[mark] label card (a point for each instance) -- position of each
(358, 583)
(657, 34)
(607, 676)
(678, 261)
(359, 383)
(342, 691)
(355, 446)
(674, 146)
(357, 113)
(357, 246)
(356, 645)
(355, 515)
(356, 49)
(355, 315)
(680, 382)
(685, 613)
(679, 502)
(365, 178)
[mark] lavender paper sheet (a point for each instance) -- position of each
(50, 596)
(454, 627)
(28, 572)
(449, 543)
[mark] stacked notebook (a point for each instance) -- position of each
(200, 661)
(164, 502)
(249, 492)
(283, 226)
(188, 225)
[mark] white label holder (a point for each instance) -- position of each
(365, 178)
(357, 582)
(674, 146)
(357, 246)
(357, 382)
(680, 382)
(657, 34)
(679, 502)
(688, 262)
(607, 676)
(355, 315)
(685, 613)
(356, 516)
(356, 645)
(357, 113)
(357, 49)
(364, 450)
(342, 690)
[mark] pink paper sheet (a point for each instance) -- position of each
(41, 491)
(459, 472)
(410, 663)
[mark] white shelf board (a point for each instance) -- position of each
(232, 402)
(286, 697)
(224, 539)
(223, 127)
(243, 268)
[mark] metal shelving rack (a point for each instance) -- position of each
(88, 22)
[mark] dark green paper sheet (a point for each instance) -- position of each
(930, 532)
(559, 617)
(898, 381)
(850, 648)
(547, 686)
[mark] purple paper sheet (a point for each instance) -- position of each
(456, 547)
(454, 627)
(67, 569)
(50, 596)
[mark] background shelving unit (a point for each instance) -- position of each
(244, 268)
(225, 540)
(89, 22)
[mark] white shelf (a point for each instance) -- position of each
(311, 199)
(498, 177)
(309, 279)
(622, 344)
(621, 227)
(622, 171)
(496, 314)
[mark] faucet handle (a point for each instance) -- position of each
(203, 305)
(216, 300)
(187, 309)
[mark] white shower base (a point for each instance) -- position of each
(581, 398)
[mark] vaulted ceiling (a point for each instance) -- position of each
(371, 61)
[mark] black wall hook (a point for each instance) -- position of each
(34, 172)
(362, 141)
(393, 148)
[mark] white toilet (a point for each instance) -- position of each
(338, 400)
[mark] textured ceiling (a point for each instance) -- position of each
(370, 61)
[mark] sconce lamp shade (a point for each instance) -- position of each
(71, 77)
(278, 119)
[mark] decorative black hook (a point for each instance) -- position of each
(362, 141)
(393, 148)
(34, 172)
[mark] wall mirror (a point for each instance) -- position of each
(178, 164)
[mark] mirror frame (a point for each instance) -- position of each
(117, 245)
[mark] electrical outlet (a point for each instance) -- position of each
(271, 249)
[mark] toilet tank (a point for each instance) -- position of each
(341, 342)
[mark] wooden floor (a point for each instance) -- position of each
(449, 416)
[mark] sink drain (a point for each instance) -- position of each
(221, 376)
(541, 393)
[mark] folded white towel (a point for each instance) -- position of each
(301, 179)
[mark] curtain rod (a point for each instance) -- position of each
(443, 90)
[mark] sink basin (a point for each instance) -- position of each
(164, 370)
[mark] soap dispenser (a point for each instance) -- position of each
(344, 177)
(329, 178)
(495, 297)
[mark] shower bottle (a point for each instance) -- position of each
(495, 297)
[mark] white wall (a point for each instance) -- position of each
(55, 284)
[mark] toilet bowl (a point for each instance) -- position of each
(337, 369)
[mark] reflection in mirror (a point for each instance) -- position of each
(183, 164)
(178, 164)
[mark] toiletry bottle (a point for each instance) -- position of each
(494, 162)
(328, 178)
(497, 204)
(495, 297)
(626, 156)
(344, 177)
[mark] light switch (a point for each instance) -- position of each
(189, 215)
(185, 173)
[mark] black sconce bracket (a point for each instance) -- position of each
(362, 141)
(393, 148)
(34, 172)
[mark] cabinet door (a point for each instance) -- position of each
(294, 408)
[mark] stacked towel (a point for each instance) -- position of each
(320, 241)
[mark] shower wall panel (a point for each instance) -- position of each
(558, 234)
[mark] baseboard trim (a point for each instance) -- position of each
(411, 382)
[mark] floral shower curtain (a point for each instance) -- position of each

■ **JOB**:
Rewrite the material above as a numbered list, starting at the line containing "[mark] light switch" and running through the final line, with blank lines omitted.

■ **RESULT FOR THIS EXERCISE**:
1. [mark] light switch (a point for each instance) -- position of each
2. (189, 215)
3. (185, 173)
4. [mark] black sconce bracket (a point for each instance) -- position of each
5. (362, 141)
6. (393, 148)
7. (34, 172)
8. [mark] cabinet door (a point for each instance) -- position of each
9. (294, 408)
10. [mark] stacked towel (a point for each instance) -- position of each
11. (320, 241)
12. [mark] shower wall panel (a point for each instance) -- position of each
13. (558, 234)
14. [mark] baseboard trim (a point for each instance) -- position of each
15. (411, 382)
16. [mark] floral shower curtain (a point for each instance) -- position of each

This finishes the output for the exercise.